* Set task A *
According to the build log below, where was this sand sculpture built?

Build number: 99F-15 (lifetime start #171)
Title: "Surprises"
Date: September 24
Location: Venice Breakwater, south side
Start: 1200; building time: 5 hours
Height: 3 feet (short form with free-pile extension)
Base: 1.6 feet (cylindric)
Photography: one roll RA135-24 w/LX and 85mm

1. Forget Work

Everyone has crises. Managers have even more, and their crises become mine. Everything has to be done now, no matter that, as with any other funnel, only so much can flow at once. What with all the noise, task switching and figuring out where I am becomes the major task.

I'm beat but the skateboard helps with that. Lock the door, walk to the street and hop on. Work and everything else is left behind as my feet guide, with subtle tiltings, my progress down the gentle hill.

The Breakwater area is thoroughly torn up, although the machines are idle right now. Tomorrow is anyone's guess. Only one thing trumps a bulldozer in sculpture-flattening power, but at least the tide is predictable.

Big chunks of concrete litter the beach near the storm drain. Farther south rounded pebbles, mussel shells, tiny clams and pieces of Pismo shells cover the coarse sand.

This is all grim. Life is hard for the maker of live sand sculpture; people on the boardwalk don't have to worry about these things. I roll north past their noisy environment and think that I'd rather work with coarse sand on the beach than good stuff here.

The photo lab has four set of prints for me. I push on north to Ben and Jerry's. "You still have Southern Peach!"
"Yes. We just got our shipment yesterday and they sent some."
At a table in the courtyard I look through the prints and savor the ice cream.

2. Stage

The machines haven't budged, and there are no people around except the lifeguard. There was a brief flash of sunlight just before I left the house but now the overcast is solid grey. A strong steady breeze bowls in off the ocean. Usually September brings clear hot dry days but today feels more like February.

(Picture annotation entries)
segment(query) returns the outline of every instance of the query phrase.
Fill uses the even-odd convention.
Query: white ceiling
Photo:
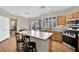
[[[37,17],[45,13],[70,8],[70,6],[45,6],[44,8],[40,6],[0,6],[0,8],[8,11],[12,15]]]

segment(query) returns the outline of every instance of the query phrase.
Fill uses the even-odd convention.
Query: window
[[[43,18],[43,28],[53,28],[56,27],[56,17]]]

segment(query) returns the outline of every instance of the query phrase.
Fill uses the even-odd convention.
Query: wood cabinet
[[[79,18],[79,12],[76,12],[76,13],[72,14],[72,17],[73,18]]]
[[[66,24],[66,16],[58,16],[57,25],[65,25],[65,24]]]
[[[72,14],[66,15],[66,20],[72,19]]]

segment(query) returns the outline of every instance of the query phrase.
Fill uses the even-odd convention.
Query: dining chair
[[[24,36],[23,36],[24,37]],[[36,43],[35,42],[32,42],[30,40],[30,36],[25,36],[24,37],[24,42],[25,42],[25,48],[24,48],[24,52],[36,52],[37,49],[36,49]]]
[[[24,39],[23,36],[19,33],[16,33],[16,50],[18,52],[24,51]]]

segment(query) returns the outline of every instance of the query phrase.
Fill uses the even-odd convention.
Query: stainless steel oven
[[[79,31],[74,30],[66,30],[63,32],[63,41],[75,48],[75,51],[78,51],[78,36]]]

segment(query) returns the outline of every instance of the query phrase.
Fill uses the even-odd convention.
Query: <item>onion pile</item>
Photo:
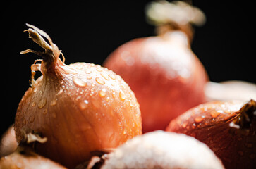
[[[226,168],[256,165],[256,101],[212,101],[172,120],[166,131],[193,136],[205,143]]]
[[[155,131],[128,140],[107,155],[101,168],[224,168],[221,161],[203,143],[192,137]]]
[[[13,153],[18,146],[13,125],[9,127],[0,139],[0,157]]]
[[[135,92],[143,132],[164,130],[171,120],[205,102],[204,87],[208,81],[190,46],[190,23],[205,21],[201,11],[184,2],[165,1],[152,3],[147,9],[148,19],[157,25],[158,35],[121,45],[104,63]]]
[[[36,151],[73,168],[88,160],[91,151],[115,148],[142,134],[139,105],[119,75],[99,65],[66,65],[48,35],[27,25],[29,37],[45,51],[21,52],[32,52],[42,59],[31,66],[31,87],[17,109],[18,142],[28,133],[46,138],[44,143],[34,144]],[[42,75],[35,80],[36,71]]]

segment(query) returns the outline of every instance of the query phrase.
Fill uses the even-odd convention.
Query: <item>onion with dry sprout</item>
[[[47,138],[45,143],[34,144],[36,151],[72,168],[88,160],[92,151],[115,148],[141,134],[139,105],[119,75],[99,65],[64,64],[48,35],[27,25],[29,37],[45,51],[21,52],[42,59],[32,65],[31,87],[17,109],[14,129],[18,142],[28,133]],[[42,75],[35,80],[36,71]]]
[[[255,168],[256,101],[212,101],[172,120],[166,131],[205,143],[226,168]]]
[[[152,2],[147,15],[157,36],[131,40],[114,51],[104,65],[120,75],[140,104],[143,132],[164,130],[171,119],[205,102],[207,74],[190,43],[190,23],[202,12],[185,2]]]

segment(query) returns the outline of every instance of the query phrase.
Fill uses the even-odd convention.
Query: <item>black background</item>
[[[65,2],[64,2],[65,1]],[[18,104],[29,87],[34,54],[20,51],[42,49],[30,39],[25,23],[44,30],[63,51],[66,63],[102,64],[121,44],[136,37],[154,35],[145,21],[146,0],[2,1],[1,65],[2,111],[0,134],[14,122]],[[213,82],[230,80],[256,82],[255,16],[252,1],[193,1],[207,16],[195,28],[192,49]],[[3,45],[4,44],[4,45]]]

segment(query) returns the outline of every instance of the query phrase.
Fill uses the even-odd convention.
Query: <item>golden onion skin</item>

* Set task B *
How many lines in the entries above contain the string "onion"? Reply with the number alone.

* Task result A *
Venice Breakwater, south side

* Task result B *
3